- **練習問題**:
1 – 本文の「年齢不詳の探偵・濱地健三郎に」から「ーズ、第2弾!(紹介文引用)」まで（両端を含む）を、一字一句そのまま書き写してください。
2 – 本文によると、濱地健三郎の事務所はどこにありますか。
3 – 次の(a)〜(c)が本文の内容と合っているかどうかを、はい・いいえで答えてください。それぞれ、判断の決め手となる本文の語句をそのまま引用してください。
(a) 助手の志摩ユリエは、探偵が視たモノの特徴を絵に描きとめる。
(b) 本書には5篇が収録されている。
(c) 「浴槽の花婿」は、資産家が転落死した事件を扱っている。

- **本文**:
━━━━━━━━━━━━━━━━━━━━━━━━━━━━━━

年齢不詳の探偵・濱地健三郎には、鋭い推理力だけでなく、幽霊を視る能力がある。新宿にある彼の事務所には、奇妙な現象に悩む依頼人のみならず、警視庁捜査一課の強面刑事も秘かに足を運ぶほどだ。助手の志摩ユリエは、得技を活かして、探偵が視たモノの特徴を絵に描きとめていく―。郊外で猫と2人暮らしをしていた姉の失踪の謎と、弟が見た奇妙な光景が意外な形でつながる(「姉は何処」)。資産家が溺死した事件の犯人は、若き妻か、懐具合が悪い弟か?人間の哀しい性が炙り出される(「浴槽の花婿」)など、驚きと謀みに満ちた7篇を収録。ミステリの名手が、満を持して生み出した名探偵。待望のシリーズ、第2弾!(紹介文引用)
 
濱地健三郎シリーズ第2弾。「幽」は「かくれ」と読むらしい。

━━━━━━━━━━━━━━━━━━━━━━━━━━━━━━

- **提供記録**:
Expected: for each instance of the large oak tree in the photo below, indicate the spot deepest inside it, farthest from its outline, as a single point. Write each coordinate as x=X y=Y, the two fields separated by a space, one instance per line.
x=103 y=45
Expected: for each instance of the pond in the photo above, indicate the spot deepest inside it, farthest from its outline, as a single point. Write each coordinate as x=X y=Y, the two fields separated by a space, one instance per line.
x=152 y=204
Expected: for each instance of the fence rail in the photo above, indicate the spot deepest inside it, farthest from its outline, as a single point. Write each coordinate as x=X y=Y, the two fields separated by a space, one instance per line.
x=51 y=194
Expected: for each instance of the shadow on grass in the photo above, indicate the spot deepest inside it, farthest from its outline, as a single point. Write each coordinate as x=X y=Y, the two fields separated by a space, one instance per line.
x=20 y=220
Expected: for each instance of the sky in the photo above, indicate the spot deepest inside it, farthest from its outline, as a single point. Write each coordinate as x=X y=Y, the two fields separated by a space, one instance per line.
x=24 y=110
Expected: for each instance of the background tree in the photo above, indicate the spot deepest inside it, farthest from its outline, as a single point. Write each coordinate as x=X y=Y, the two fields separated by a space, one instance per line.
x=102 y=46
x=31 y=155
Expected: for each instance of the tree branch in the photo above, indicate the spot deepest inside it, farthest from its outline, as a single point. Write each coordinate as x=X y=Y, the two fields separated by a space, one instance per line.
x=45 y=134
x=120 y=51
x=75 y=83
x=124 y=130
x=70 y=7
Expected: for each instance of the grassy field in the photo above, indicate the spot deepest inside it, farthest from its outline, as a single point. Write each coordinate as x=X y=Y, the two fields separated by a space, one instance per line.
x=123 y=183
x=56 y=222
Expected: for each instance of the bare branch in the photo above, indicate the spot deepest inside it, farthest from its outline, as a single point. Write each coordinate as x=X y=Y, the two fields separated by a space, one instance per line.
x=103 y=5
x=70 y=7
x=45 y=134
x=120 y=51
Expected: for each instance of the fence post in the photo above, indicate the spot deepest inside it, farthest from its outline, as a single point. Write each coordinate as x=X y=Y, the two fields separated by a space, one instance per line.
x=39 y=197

━━━━━━━━━━━━━━━━━━━━━━━━━━━━━━

- **解答**:
1 –
年齢不詳の探偵・濱地健三郎には、鋭い推理力だけでなく、幽霊を視る能力がある。新宿にある彼の事務所には、奇妙な現象に悩む依頼人のみならず、警視庁捜査一課の強面刑事も秘かに足を運ぶほどだ。助手の志摩ユリエは、得技を活かして、探偵が視たモノの特徴を絵に描きとめていく―。郊外で猫と2人暮らしをしていた姉の失踪の謎と、弟が見た奇妙な光景が意外な形でつながる(「姉は何処」)。資産家が溺死した事件の犯人は、若き妻か、懐具合が悪い弟か?人間の哀しい性が炙り出される(「浴槽の花婿」)など、驚きと謀みに満ちた7篇を収録。ミステリの名手が、満を持して生み出した名探偵。待望のシリーズ、第2弾!(紹介文引用)

2 – 新宿です。

3 –
(a) はい。「探偵が視たモノの特徴を絵に描きとめていく」
(b) いいえ。「7篇を収録」
(c) いいえ。「資産家が溺死した事件」